Klein, leise und kühl wird schwierig. In einem großen Gehäuse kann die Luft zirkulieren und die Lüfter tendenziell langsamer (= leiser) drehen.


----------



## DerKabelbinder (15. Oktober 2015)

*AW: Welcher CPU-Kühler für Passivkühlung*

Ist eigentlich eher eins der schlechteren schlecht belüfteteren Gehäuse.
Als Intake hast du nur die perforierte Unterseite mit einem 120mm-Slot, hinten sinds dann nur noch 92mm.

Für den Anspruch "leise" würde ich mir was anderes aussuchen.



Bulldogge666 schrieb:


> Klein, leise und kühl wird schwierig. In  einem großen Gehäuse kann die Luft zirkulieren und die Lüfter  tendenziell langsamer (= leiser) drehen.


Kommt immer auf die Möglichkeiten der Belüftung, die Kühlkörper und maßgeblich auf die verbauten Komponenten (TDP) an.
Hab auch schon ein 13-Liter Raidmax Atomic mit nem i5 4570 und ner GTX 960 sehr leise bekommen. Erfordert dann aber auch einige Übelungen, Kompromisse und Modifikationen.


----------

____________

▸ Aufgabe 1
Beantworte diese Fragen zum Textauszug:
(a) Was kann in einem großen Gehäuse zirkulieren?
(b) Wie groß ist der Lüfterplatz hinten am kritisierten Gehäuse?
(c) Welche Grafikkarte war im 13-Liter Raidmax Atomic verbaut?
▸ Aufgabe 2
Schreib aus den Datensätzen alles Zeile für Zeile ab, von der Zeile mit „Target: dry grass“ bis ganz nach unten zum Ende der Datensätze, beide Enden eingeschlossen.

____________

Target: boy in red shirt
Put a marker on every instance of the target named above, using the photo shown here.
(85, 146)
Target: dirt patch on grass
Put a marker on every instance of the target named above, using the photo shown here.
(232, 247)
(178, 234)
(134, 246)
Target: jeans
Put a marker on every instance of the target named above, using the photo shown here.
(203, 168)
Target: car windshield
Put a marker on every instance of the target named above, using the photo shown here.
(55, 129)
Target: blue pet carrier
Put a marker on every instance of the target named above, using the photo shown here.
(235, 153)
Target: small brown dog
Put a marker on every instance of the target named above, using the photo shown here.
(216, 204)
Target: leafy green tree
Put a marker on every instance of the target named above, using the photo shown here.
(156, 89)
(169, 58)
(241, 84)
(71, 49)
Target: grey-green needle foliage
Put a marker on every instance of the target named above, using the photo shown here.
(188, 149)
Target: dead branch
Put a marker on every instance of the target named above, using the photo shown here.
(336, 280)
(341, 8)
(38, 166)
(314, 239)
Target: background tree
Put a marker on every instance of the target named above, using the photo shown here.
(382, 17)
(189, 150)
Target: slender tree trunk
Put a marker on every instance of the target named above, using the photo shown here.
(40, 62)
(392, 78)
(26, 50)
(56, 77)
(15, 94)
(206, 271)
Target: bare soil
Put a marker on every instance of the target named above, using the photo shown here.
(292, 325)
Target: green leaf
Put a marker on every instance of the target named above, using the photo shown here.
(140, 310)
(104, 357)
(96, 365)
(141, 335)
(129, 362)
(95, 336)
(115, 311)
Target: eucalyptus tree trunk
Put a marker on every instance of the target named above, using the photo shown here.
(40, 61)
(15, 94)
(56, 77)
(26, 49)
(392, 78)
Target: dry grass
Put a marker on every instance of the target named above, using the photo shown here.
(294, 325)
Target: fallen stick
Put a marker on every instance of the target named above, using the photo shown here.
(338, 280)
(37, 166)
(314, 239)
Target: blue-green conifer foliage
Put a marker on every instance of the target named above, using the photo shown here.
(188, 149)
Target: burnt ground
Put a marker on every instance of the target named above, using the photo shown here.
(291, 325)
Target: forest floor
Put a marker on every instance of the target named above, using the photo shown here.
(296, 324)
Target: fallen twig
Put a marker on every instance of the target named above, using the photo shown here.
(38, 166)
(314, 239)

____________

▸ Komplette Lösung 1
(a) Die Luft.
(b) 92 mm.
(c) Eine GTX 960.

▸ Komplette Lösung 2
Target: dry grass
Put a marker on every instance of the target named above, using the photo shown here.
(294, 325)
Target: fallen stick
Put a marker on every instance of the target named above, using the photo shown here.
(338, 280)
(37, 166)
(314, 239)
Target: blue-green conifer foliage
Put a marker on every instance of the target named above, using the photo shown here.
(188, 149)
Target: burnt ground
Put a marker on every instance of the target named above, using the photo shown here.
(291, 325)
Target: forest floor
Put a marker on every instance of the target named above, using the photo shown here.
(296, 324)
Target: fallen twig
Put a marker on every instance of the target named above, using the photo shown here.
(38, 166)
(314, 239)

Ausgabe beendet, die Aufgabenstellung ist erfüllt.